节选内容:
####################

OpenCV坐标计算辅助,其它情况可修改数点(cv::Point)数据类型以适用。
用于一些坐标计算的辅助类,算法来源于初高中数学老师和互联网,后期整理出处。
头信息
#include <vector>
#include <opencv2/core/types.hpp>
namespace CVG {
...
}
角度(三点两线段角度计算)
/**
角度
@param pt1 端点
@param pt2 端点
@param pt0 交点
@return 角度
*/
double CVG::angle(cv::Point pt1, cv::Point pt2, cv::Point pt0) {
double dx1 = pt1.x - pt0.x;
double dy1 = pt1.y - pt0.y;
double dx2 = pt2.x - pt0.x;
double dy2 = pt2.y - pt0.y;
return (dx1*dx2 + dy1*dy2)/sqrt((dx1*dx1 + dy1*dy1)*(dx2*dx2 + dy2*dy2) + 1e-10);
}
中心点(线段中心点)
/**
中心点
@param pt0 端点
@param pt1 端点
@return 端点
*/
cv::Point CVG::center(cv::Point pt0, cv::Point pt1) {
cv::Point pt;
pt.x = (pt0.x+pt1.x)/2 + 0.5;
pt.y = (pt0.y+pt1.y)/2 + 0.5;
return pt;
}
距离(线段长度)
/**
距离长度
@param pt0 端点
@param pt1 端点
@return 距离长度
*/
double CVG::length( cv::Point pt0, cv::Point pt1) {
double dist_x = pt0.x - pt1.x;
double dist_y = pt0.y - pt1.y;
return sqrt(pow(dist_x, 2)+pow(dist_y, 2));
}
多边形中心点(重心)

####################

所给数据:
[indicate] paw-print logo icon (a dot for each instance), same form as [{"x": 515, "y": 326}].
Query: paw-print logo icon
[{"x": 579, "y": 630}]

####################

你的任务: 按节选内容的说法，这些坐标计算辅助类的算法是从哪儿来的？ 上面这些行在这里用不上。

结果: 来源于初高中数学老师和互联网。